§ **WORK ITEM**
Apart from the pictures, everything in the lines below must be printed exactly.

§ **DATA IN THIS EXERCISE**
________________

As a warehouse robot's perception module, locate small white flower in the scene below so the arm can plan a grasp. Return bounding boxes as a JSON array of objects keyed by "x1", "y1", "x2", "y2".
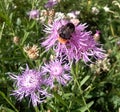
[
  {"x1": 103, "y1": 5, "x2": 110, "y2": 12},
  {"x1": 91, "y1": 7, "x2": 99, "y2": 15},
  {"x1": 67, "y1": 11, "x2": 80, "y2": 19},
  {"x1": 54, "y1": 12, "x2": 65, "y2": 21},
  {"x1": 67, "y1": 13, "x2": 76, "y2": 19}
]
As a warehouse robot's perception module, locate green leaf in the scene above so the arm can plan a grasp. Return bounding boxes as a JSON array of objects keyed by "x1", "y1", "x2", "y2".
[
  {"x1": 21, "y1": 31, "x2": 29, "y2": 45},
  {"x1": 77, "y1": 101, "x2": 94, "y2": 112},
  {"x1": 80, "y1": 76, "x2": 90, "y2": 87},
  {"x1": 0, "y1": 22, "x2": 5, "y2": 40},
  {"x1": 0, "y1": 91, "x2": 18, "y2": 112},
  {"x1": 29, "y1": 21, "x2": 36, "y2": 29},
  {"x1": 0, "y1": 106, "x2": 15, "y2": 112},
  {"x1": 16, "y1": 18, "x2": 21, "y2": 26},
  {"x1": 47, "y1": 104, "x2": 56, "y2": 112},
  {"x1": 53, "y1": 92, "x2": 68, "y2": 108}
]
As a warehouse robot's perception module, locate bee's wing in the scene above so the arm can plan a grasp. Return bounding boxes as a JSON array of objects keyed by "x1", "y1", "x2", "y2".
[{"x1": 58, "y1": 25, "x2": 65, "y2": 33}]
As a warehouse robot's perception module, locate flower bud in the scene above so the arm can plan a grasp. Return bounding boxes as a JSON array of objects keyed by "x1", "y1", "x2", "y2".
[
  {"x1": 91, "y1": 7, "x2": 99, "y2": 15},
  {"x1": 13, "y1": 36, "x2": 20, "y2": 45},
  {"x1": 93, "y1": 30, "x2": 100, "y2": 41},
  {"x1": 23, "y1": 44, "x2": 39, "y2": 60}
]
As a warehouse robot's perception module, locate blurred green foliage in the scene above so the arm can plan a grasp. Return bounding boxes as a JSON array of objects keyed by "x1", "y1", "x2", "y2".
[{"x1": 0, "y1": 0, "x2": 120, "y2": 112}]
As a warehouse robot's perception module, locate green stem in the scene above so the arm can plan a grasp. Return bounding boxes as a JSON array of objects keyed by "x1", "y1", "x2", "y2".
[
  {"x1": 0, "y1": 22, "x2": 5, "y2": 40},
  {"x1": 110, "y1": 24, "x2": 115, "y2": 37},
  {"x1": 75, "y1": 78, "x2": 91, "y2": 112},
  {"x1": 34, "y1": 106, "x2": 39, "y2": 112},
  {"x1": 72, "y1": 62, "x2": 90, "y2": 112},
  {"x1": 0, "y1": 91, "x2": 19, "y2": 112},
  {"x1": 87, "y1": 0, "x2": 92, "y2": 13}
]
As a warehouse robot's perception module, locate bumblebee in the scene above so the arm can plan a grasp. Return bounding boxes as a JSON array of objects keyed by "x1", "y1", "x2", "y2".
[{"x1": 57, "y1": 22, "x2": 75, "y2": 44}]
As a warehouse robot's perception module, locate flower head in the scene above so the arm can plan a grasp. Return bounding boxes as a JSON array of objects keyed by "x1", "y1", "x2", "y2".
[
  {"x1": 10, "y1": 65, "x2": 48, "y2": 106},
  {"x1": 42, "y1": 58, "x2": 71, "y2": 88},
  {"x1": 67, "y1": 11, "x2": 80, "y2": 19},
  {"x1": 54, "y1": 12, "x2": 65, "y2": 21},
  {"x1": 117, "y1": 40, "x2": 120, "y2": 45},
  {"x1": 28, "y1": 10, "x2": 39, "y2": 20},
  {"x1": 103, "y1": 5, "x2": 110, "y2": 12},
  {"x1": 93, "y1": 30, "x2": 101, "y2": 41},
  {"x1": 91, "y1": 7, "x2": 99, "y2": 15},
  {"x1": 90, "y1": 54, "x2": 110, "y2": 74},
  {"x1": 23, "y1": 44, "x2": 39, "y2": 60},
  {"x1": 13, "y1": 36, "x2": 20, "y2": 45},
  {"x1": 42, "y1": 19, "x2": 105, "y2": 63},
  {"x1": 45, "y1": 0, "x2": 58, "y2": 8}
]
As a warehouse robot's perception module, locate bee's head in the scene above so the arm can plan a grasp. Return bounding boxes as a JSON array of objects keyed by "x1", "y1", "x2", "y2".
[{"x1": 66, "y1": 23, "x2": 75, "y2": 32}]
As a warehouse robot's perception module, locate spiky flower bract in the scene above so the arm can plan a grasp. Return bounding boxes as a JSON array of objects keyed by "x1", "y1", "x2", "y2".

________________

§ **TASK SOLUTION**
As a warehouse robot's perception module, locate small white flower in the scene below so the arm can plan a grasp. Return bounding boxes as a JSON array of objects keyed by "x1", "y1", "x2", "y2".
[
  {"x1": 103, "y1": 5, "x2": 110, "y2": 12},
  {"x1": 91, "y1": 7, "x2": 99, "y2": 15},
  {"x1": 67, "y1": 11, "x2": 80, "y2": 19},
  {"x1": 54, "y1": 12, "x2": 65, "y2": 21},
  {"x1": 67, "y1": 13, "x2": 76, "y2": 19}
]
As a warehouse robot's perception module, locate green leaf in the scene above so the arm can plan a grasp. Return bounding boxes as a JSON array of objects keyed by "x1", "y1", "x2", "y2".
[
  {"x1": 21, "y1": 31, "x2": 29, "y2": 45},
  {"x1": 77, "y1": 101, "x2": 94, "y2": 112},
  {"x1": 80, "y1": 76, "x2": 90, "y2": 87},
  {"x1": 0, "y1": 22, "x2": 5, "y2": 40},
  {"x1": 0, "y1": 91, "x2": 18, "y2": 112},
  {"x1": 29, "y1": 21, "x2": 36, "y2": 29},
  {"x1": 0, "y1": 106, "x2": 15, "y2": 112},
  {"x1": 16, "y1": 18, "x2": 21, "y2": 26},
  {"x1": 47, "y1": 104, "x2": 56, "y2": 112},
  {"x1": 53, "y1": 92, "x2": 68, "y2": 108}
]
As a warehouse robot's perception module, locate bee's wing in the scene above so the arm can plan a grasp. Return bounding boxes as a JSON array of objects keyed by "x1", "y1", "x2", "y2".
[{"x1": 58, "y1": 25, "x2": 65, "y2": 33}]
As a warehouse robot's perception module, locate flower bud in the scene above so the arm can plan a grasp. Return bounding boxes as a JSON array of objects keyed by "x1", "y1", "x2", "y2".
[
  {"x1": 91, "y1": 7, "x2": 99, "y2": 15},
  {"x1": 13, "y1": 36, "x2": 20, "y2": 45},
  {"x1": 93, "y1": 30, "x2": 100, "y2": 41},
  {"x1": 23, "y1": 44, "x2": 39, "y2": 60}
]
As a warehouse robot's perception module, locate blurred green foliage in the scene above so the arm can plan a grasp. Return bounding boxes as a JSON array of objects keyed by "x1", "y1", "x2", "y2".
[{"x1": 0, "y1": 0, "x2": 120, "y2": 112}]
As a warehouse robot's perception module, locate green stem in the scene above so the arm can plan a grasp. Return bounding boxes as a JSON array of objects keyed by "x1", "y1", "x2", "y2".
[
  {"x1": 0, "y1": 22, "x2": 5, "y2": 40},
  {"x1": 110, "y1": 24, "x2": 115, "y2": 37},
  {"x1": 75, "y1": 78, "x2": 91, "y2": 112},
  {"x1": 34, "y1": 106, "x2": 39, "y2": 112},
  {"x1": 72, "y1": 62, "x2": 90, "y2": 112},
  {"x1": 0, "y1": 91, "x2": 19, "y2": 112},
  {"x1": 87, "y1": 0, "x2": 92, "y2": 13}
]
As a warehouse robot's perception module, locate bumblebee in the scene above so the arm can plan a grasp. Return bounding boxes as a JSON array of objects keyed by "x1", "y1", "x2", "y2".
[{"x1": 57, "y1": 22, "x2": 75, "y2": 44}]
As a warehouse robot's perception module, locate flower head in the scene above so the arm can plan a grasp. Return bounding boxes as a JSON array of objects keyed by "x1", "y1", "x2", "y2".
[
  {"x1": 10, "y1": 65, "x2": 48, "y2": 106},
  {"x1": 42, "y1": 58, "x2": 71, "y2": 88},
  {"x1": 67, "y1": 11, "x2": 80, "y2": 19},
  {"x1": 54, "y1": 12, "x2": 65, "y2": 21},
  {"x1": 117, "y1": 40, "x2": 120, "y2": 45},
  {"x1": 28, "y1": 10, "x2": 39, "y2": 20},
  {"x1": 103, "y1": 5, "x2": 110, "y2": 12},
  {"x1": 93, "y1": 30, "x2": 101, "y2": 41},
  {"x1": 91, "y1": 7, "x2": 99, "y2": 15},
  {"x1": 90, "y1": 54, "x2": 110, "y2": 74},
  {"x1": 23, "y1": 44, "x2": 39, "y2": 60},
  {"x1": 13, "y1": 36, "x2": 20, "y2": 45},
  {"x1": 42, "y1": 19, "x2": 105, "y2": 63},
  {"x1": 45, "y1": 0, "x2": 58, "y2": 8}
]
As a warehouse robot's perception module, locate bee's head in the scene above so the arm can plan a grasp. Return bounding boxes as a JSON array of objects keyed by "x1", "y1", "x2", "y2".
[{"x1": 66, "y1": 23, "x2": 75, "y2": 32}]
As a warehouse robot's perception module, locate spiky flower bract in the scene above so the arm can plan a grasp. Return bounding boxes as a JSON array of objects keyed by "x1", "y1", "x2", "y2".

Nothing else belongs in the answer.